* [EXERCISE INSTRUCTIONS]: In the records below, find every line with the word "locate" and copy it.

* [INPUT DATA]:
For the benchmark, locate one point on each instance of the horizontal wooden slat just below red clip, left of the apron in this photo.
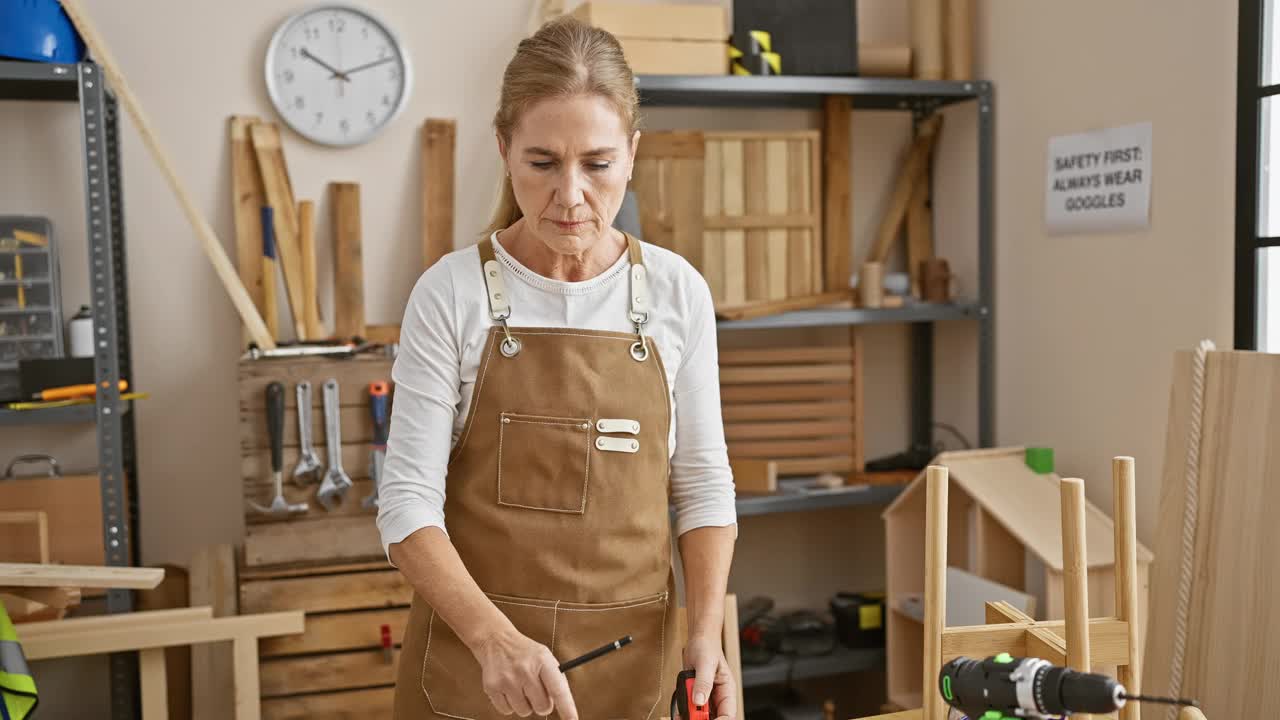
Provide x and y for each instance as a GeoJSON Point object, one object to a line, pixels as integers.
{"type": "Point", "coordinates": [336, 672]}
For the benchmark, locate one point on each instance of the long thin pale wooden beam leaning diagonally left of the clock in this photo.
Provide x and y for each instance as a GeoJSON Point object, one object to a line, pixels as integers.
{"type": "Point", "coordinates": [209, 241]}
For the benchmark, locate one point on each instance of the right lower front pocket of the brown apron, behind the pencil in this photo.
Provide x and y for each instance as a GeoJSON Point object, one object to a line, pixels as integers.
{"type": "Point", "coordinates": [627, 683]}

...

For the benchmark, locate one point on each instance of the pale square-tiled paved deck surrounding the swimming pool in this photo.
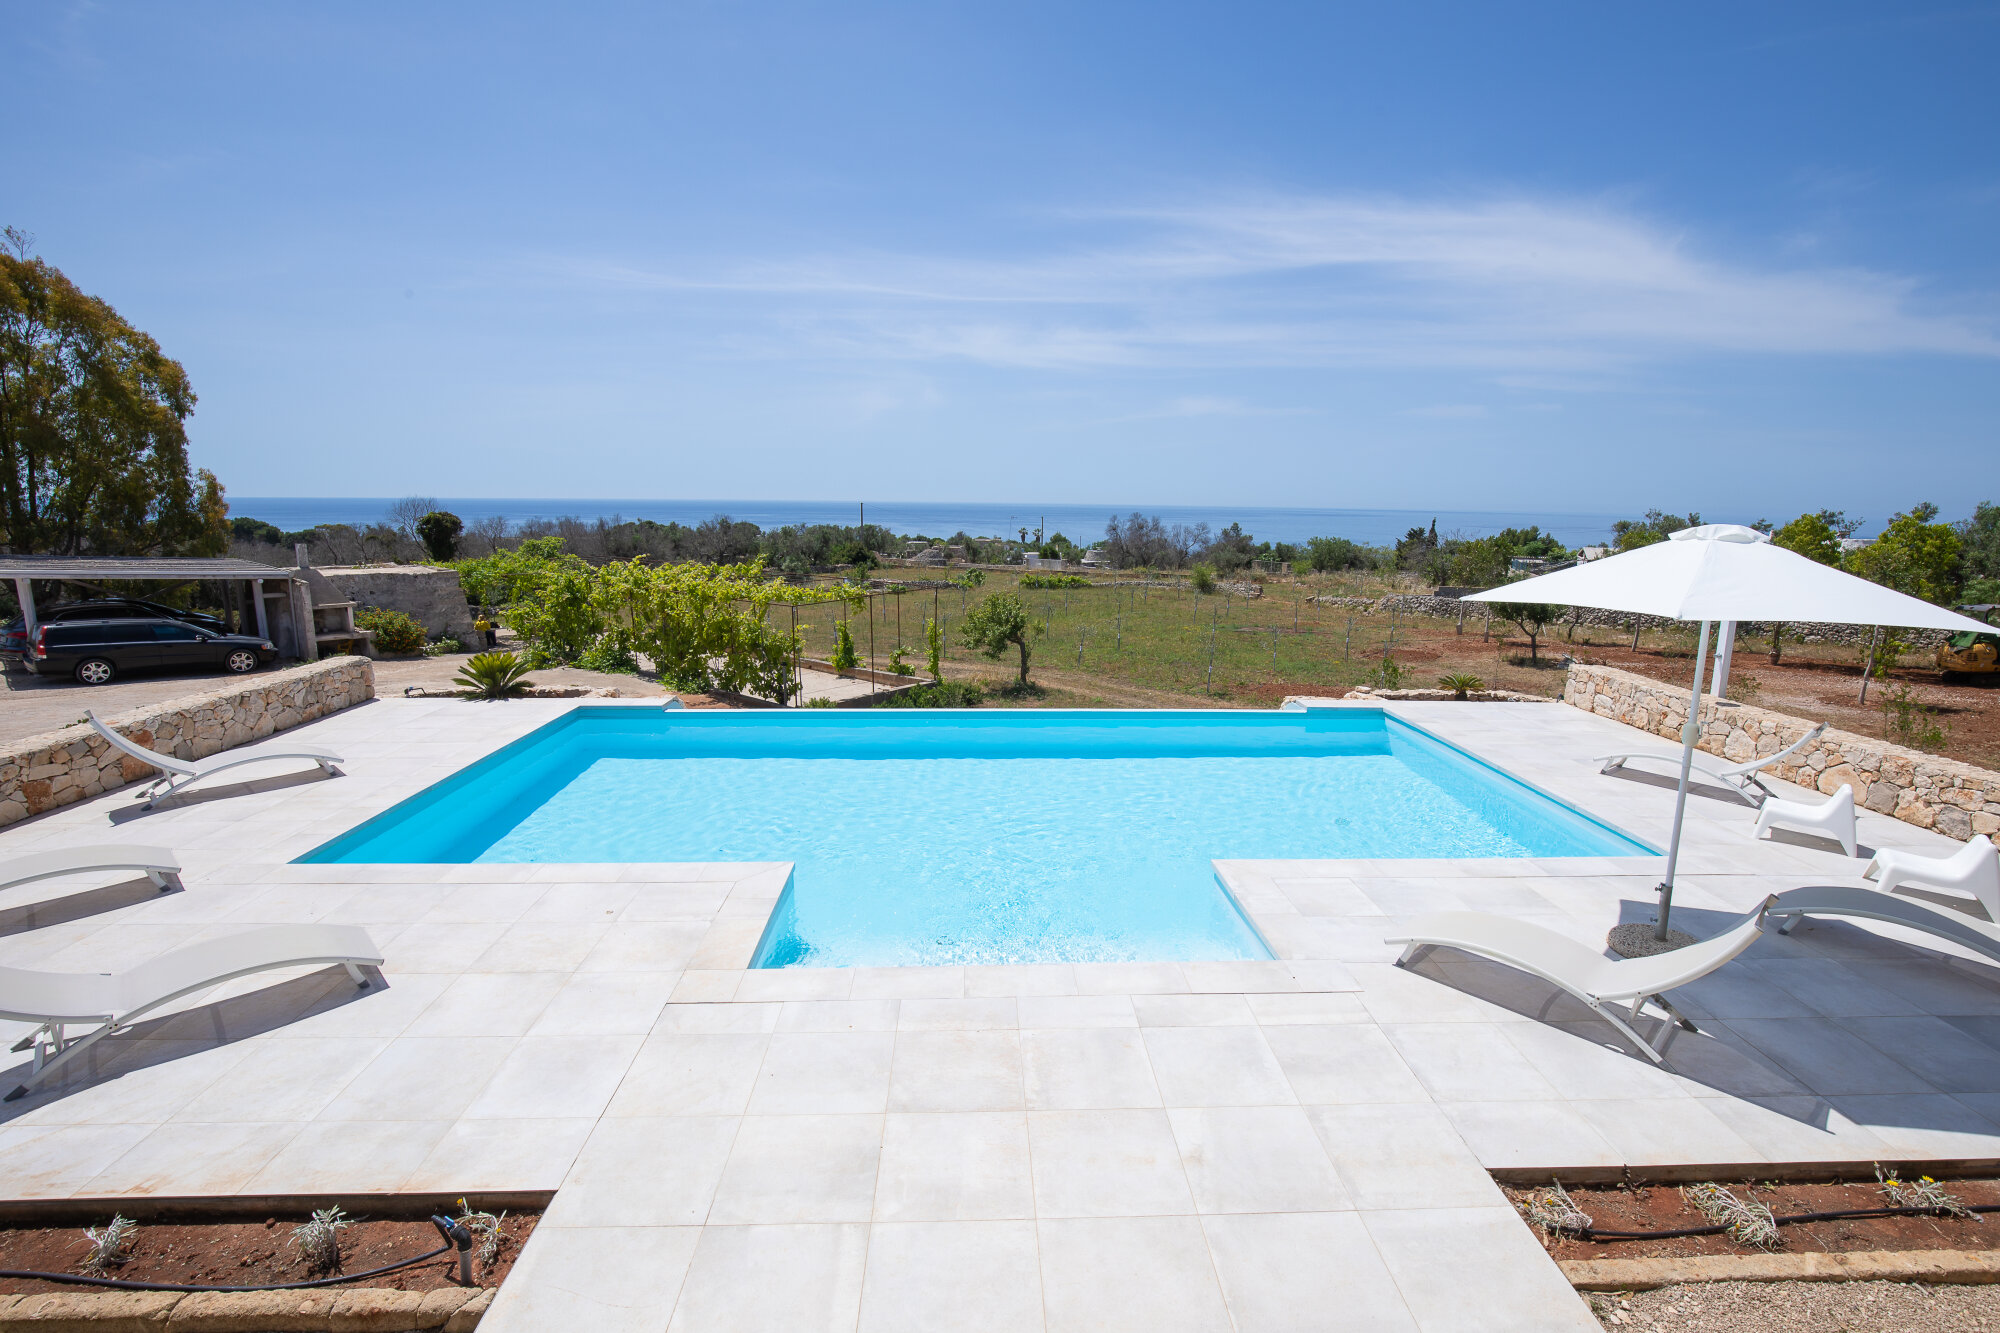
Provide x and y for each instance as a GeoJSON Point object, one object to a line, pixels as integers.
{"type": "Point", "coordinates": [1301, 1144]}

* [SOLUTION TO THE PROBLEM]:
For the benchmark, locate one point on each instance of the horizontal wooden slat just below red clip, left of the apron in this photo.
For the benchmark, locate one point on each instance of the long thin pale wooden beam leaning diagonally left of the clock in this photo.
For the benchmark, locate one point on each instance of the right lower front pocket of the brown apron, behind the pencil in this photo.
For the benchmark, locate one point on each instance of the pale square-tiled paved deck surrounding the swimming pool in this photo.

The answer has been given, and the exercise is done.